## Records supplied

....

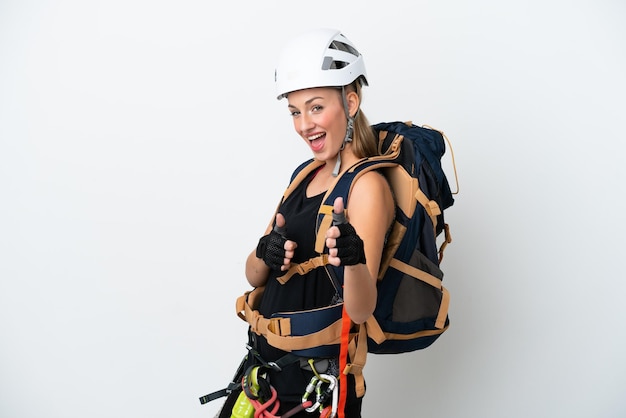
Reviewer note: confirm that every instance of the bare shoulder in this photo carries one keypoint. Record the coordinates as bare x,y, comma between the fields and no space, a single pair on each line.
371,192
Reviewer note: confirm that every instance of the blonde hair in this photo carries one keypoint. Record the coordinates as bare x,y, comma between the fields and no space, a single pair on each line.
364,142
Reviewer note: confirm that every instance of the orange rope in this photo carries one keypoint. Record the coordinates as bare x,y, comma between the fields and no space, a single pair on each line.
343,363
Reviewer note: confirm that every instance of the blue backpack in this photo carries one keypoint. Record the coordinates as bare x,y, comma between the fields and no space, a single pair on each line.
412,306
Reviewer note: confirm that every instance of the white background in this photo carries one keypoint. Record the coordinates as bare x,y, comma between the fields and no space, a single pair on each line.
142,153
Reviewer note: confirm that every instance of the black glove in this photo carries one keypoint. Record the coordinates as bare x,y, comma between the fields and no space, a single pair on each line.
271,248
349,245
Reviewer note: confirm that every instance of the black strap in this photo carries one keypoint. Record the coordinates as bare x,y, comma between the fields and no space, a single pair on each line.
219,393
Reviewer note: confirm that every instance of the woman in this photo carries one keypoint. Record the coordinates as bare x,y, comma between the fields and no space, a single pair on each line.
320,74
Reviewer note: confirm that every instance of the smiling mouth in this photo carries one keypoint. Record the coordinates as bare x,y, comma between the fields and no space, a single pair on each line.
317,142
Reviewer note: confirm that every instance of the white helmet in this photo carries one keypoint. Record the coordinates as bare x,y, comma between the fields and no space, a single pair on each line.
318,58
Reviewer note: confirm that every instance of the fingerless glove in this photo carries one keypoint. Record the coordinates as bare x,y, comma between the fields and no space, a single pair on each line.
349,246
271,249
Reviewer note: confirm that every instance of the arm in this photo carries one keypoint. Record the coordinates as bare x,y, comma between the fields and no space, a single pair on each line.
371,212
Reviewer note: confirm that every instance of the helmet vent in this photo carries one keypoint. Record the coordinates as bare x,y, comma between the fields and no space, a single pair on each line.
333,64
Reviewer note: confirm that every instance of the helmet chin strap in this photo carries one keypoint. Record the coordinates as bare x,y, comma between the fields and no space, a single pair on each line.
349,131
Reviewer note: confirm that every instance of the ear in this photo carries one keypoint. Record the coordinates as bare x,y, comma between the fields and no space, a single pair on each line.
353,102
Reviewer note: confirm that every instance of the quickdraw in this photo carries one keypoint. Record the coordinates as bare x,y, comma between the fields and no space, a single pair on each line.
322,395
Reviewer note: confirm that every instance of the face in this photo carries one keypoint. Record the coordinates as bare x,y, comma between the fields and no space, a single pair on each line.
319,118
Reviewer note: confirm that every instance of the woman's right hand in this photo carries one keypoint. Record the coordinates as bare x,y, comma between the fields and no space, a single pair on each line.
275,249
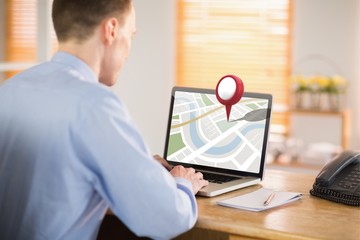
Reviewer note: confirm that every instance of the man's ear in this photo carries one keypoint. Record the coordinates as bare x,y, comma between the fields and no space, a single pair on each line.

....

## Short problem
Copy word for word the entries from the line containing "Reviewer note: confirm that every instance of the arm" through the end of the entries, both ends included. Leave the pictures out of your answer.

## Correct response
Reviewer note: confirm that every instance of the arm in this photo carries one keypoint. Record the coordinates as bare x,y, comma between the fields and no space, a single pair on each line.
371,212
Reviewer note: confirm that every instance of the helmet vent in this photo carries one keypoint. Record the coordinates as bare x,y, comma between the fields and no space, a single pair on each line.
333,64
Reviewer note: confirm that every instance of the helmet chin strap in this photo carries one keypoint. Record the coordinates as bare x,y, comma between the fields and no space, a single pair on each line.
349,131
Reviewer note: confirm that every instance of the ear in this photo carries one keypoint. Record the coordinates as bare x,y, comma between the fields and no space, a single pair on each line.
353,102
Reviewer note: confirm that every instance of the quickdraw in this photo carries one keypoint. Record the coordinates as bare x,y, comma between the fields and no space, a single pair on each line.
322,395
Reviewer note: confirm that every instance of the face in this photo carries one keypoint. Record the coordinates as bare x,y, comma between the fields and no space, a single pair on each line.
319,118
Reviewer note: confirm that every instance of the woman's right hand in this photo carries one keypoint. Record the coordinates as bare x,y, comma between the fields and no space, a single pair on each line.
275,249
Reviewer note: confirm that every instance of the man's ear in this photo carries one keypoint. Record the coordinates as bare x,y, comma between the fields and no space, a single pair on each line.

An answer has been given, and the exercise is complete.